## BEGIN RECORDS TO PROCESS
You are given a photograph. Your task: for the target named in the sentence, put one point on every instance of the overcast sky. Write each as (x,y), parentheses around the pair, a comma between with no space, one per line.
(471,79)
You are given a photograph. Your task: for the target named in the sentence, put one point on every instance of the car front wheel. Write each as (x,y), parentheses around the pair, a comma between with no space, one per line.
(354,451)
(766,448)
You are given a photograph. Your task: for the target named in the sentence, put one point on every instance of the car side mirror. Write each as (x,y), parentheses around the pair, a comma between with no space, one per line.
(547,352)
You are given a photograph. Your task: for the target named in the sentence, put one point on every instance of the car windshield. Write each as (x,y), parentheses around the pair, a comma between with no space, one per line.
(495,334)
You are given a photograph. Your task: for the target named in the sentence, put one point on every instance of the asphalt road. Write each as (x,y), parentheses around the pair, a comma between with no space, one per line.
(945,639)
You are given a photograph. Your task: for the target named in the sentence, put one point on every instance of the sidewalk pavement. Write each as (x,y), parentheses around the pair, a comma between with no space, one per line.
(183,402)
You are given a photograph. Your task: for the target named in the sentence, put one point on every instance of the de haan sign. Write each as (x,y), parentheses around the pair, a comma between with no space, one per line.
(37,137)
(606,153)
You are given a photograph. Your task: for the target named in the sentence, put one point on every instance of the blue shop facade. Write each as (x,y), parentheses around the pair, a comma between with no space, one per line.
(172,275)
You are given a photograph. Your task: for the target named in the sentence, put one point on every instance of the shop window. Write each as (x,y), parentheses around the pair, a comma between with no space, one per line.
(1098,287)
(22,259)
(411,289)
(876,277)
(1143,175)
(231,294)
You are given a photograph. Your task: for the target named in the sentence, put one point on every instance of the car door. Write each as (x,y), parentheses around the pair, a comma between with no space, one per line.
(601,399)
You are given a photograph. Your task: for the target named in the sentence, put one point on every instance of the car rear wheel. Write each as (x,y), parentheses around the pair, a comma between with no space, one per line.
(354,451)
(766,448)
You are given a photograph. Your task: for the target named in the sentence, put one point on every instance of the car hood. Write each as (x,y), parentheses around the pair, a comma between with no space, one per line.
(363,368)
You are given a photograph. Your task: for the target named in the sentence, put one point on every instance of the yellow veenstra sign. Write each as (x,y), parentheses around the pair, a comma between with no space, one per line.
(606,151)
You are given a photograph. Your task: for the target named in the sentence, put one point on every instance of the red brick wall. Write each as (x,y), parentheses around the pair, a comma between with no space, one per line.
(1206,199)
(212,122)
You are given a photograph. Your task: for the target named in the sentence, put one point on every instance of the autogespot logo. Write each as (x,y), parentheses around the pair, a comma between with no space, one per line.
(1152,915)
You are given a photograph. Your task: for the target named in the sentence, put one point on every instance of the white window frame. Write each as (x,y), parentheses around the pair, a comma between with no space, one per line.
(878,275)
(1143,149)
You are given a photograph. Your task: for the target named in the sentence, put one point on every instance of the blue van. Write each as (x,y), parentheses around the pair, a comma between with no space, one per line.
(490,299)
## END RECORDS TO PROCESS
Output every entry shown above, exactly.

• _EXERCISE ANSWER_
You are given a photograph. Your task: for the target named in the sentence, put one point on every instance of the overcast sky. Write each as (x,y), parentheses around the pair, a comma between with no space, one per line.
(471,79)
You are given a photograph. Your task: for the target named in the sentence, put one point on every instance of the car front wheel. Write each as (x,y), parentheses around the pair, a comma between with no space, one per line.
(354,451)
(766,448)
You are given a photograph. Your task: for the target named in the sentence, put one point on every instance of the car side mirror. Write each as (x,y), parentheses around the pair, a comma between with no space, one per line.
(547,352)
You are given a photograph. Your task: for the target named in the sentence, put one point on every instance of the car windshield. Write each as (x,y), parentheses around the pair, a comma between with no space, one per line.
(495,334)
You are given a photograph. Your task: for the target named in the sentence, put one point on every instance of the asphalt road. Write each as (x,y), parentheses around the pair, a comma between with no space, one per line.
(945,639)
You are given a photograph. Your task: for the target named in the sentence, put one point on every instance of the sidewalk pavement. Write each as (x,y), parentheses around the pair, a comma between with no space, one per line.
(183,402)
You are given a photograph. Your task: for the target named in the sentence, put one point on every instance of the de haan sign. Write each as (x,y), parentheses around the pair, a comma between with no space, one per line.
(37,137)
(606,153)
You are given a photograph. Your task: for the target named in the sentence, put one point on every instance of the blue shop facade. Write each as (x,y), parentheses around the pair, a comma between with no space, one per line.
(172,275)
You are given a photograph. Your task: for the target named in the sentence, put one point on every instance of the shop window. Write each as (x,y), parentheses around the pair, a comma between with no space, one per line.
(1098,287)
(22,259)
(411,289)
(876,277)
(1143,175)
(231,294)
You are given a photograph. Your task: for the target named in the sentence, put one point on every instance of the car door. Write each as (x,y), parentheses around the pair, a comma between with no space, one per line.
(601,399)
You are given a photograph. Your task: for the target named in the sentence, put one point on every instance of the car rear wheel. Write each as (x,y), parentheses around the pair, a comma between with no space, one per line.
(354,451)
(766,448)
You are given a photograph. Your task: for the target named in the sentence, put one point on every instance of the car hood. Write each as (x,y), parentheses around the pair, a comma between with no space, one per line.
(363,368)
You are given a photograph. Your task: for the target named in the sentence, put one point on every instance of the yellow veenstra sign. Write each as (x,y), parentheses around the pair, a comma between with no space, one per line.
(606,151)
You are given a photograph. Your task: for the target named in the sentence, put one point on every instance of the red brick wall. Write each as (x,y), parentheses around the pair, a comma between with no space, one per line.
(1206,199)
(212,122)
You are given a photograph. Your task: for the target named in the sentence, put one point on every instance of the autogespot logo. Write each as (x,y), parentheses around the pair, a comma between with no space, one per line.
(1152,915)
You are given a photograph. Your task: for the target named in the sentence, put one point on every instance of the white window frame. Write each as (x,y), parentheses around the pair, a comma between with no space, one per line.
(878,275)
(1143,149)
You are given a photograph. Your task: for the target named in the sentence, put one point on every instance of the blue van. Write each as (x,y), parentheses around the pair, a comma between with no space, one per line.
(490,299)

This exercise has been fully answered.